* [Extrait choisi]:
○ ○ ○

Voici les trois grandes sources d'informations sur la nature des médias. Vous voulez les étudier, disons, comme un scientifique étudierait un système moléculaire complexe. Scrutez la structure, puis, sur la base de cette structure, faites quelques hypothèses de façon à inférer ce à quoi le produit médiatique ressemblera. Puis étudiez le produit médiatique et voyez avec quelle précision il s'ajuste à l'hypothèse. Presque tout le travail d'analyse des médias se fait à la troisième étape: tenter d'étudier soigneusement ce qu'est le produit médiatique et s'il correspond aux hypothèses élaborées quant à la nature et à la structure des médias.
Que trouvez-vous? D'abord, qu'il y a différents médias qui font différentes choses, comme: les loisirs/Hollywood, les opéras-savon, etc., ou même la plupart des journaux du pays (l'immense majorité d'entre eux). Ils visent un public de masse.
Un autre secteur est celui des médias d'élite, parfois appelés médias 'qui donnent le ton', parce qu'ils ont les gros budgets, ils fixent le cadre dans lequel tous les autres fonctionnent. Le New York Times [NYT] et CBS appartiennent à cette sorte de médias. Leur public est majoritairement constitué de gens très à l'aise. Les lecteurs du NYT sont riches ou bien font partie de la classe politique; ils sont continuellement impliqués dans le système politique. Ce sont, d'une manière ou d'une autre, des faiseurs d'opinion ou de statuts. On peut les appeler gérants politiques, gérants d'affaires (comme les gestionnaires de corporations), gérants scientifiques (du genre professeurs d'universités), ou autres journalistes impliqués dans la façon dont les gens pensent et jugent les choses.

○ ○ ○

* [Consigne]: Pourriez-vous recopier fidèlement le passage de l'extrait sur les médias ci-dessus qui s'ouvre sur les mots contenant "Voici les trois" et se clôt sur "structure des médias." ?

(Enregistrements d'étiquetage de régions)
○ ○ ○

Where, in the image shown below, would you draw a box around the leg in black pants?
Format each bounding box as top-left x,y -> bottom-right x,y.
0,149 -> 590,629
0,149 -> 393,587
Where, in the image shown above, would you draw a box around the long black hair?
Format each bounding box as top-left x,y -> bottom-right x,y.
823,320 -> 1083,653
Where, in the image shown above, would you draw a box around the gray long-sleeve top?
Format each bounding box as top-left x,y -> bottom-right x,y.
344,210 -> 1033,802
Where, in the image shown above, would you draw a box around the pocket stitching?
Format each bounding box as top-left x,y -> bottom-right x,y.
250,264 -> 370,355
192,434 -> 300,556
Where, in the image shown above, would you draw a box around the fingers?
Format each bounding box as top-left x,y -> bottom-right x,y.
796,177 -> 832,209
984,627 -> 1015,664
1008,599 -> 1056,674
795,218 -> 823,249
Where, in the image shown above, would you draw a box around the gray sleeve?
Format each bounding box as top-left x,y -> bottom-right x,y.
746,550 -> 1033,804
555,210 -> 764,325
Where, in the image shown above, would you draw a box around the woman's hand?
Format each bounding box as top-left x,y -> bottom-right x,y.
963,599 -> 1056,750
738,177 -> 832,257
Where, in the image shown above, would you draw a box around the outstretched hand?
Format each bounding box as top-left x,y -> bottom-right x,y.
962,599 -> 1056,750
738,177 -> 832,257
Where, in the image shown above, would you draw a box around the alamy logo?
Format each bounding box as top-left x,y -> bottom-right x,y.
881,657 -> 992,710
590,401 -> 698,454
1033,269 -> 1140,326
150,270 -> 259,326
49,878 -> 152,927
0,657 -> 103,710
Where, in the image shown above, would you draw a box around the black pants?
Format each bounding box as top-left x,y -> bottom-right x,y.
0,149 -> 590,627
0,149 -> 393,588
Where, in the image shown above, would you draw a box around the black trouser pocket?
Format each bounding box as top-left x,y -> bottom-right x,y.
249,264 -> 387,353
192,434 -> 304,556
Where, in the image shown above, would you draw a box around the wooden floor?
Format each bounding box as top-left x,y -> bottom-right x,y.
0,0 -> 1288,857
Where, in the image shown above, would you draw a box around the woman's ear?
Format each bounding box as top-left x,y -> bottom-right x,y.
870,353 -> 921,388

○ ○ ○

* [Solution complète]:
Voici les trois grandes sources d'informations sur la nature des médias. Vous voulez les étudier, disons, comme un scientifique étudierait un système moléculaire complexe. Scrutez la structure, puis, sur la base de cette structure, faites quelques hypothèses de façon à inférer ce à quoi le produit médiatique ressemblera. Puis étudiez le produit médiatique et voyez avec quelle précision il s'ajuste à l'hypothèse. Presque tout le travail d'analyse des médias se fait à la troisième étape: tenter d'étudier soigneusement ce qu'est le produit médiatique et s'il correspond aux hypothèses élaborées quant à la nature et à la structure des médias.